The Clare hurling legend was announced as a shock addition to the Cork camogie management.

FROM THE GALWAY hurlers to Cork camogie, it’s been a whirlwind few weeks for Davy Fitzgerald. 

davy-fitzgerald-celebrates-at-the-final-whistle Davy Fitzgerald is joining the backroom team with the Cork camogie team. Source: Ryan Byrne/INPHO

The two-time-All-Ireland-winning goalkeeper stepped down as Wexford hurling manager in July, citing the six-hour round trip from his home in Sixemilbridge as his main reason for his departure from the role.

At the time, he debated about whether to pursue another coaching position or take a break from the sidelines entirely. The news cycle of recent times has taught us that he has made up his mind on that dilemma: the intermission can wait.

### Available records
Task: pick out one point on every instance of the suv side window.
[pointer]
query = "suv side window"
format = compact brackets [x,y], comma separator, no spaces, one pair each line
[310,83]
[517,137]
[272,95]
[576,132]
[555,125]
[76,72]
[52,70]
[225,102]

### Required actions
1) Retype the Davy Fitzgerald article word for word, beginning at the words that contain "The Clare hurling" and stopping after "intermission can wait.".
2) Echo every line of the listing exactly as it appears, from start to finish.
The listing has nothing to do with the Davy Fitzgerald article.

### Final results
1)
The Clare hurling legend was announced as a shock addition to the Cork camogie management.

FROM THE GALWAY hurlers to Cork camogie, it’s been a whirlwind few weeks for Davy Fitzgerald. 

davy-fitzgerald-celebrates-at-the-final-whistle Davy Fitzgerald is joining the backroom team with the Cork camogie team. Source: Ryan Byrne/INPHO

The two-time-All-Ireland-winning goalkeeper stepped down as Wexford hurling manager in July, citing the six-hour round trip from his home in Sixemilbridge as his main reason for his departure from the role.

At the time, he debated about whether to pursue another coaching position or take a break from the sidelines entirely. The news cycle of recent times has taught us that he has made up his mind on that dilemma: the intermission can wait.

2)
Task: pick out one point on every instance of the suv side window.
[pointer]
query = "suv side window"
format = compact brackets [x,y], comma separator, no spaces, one pair each line
[310,83]
[517,137]
[272,95]
[576,132]
[555,125]
[76,72]
[52,70]
[225,102]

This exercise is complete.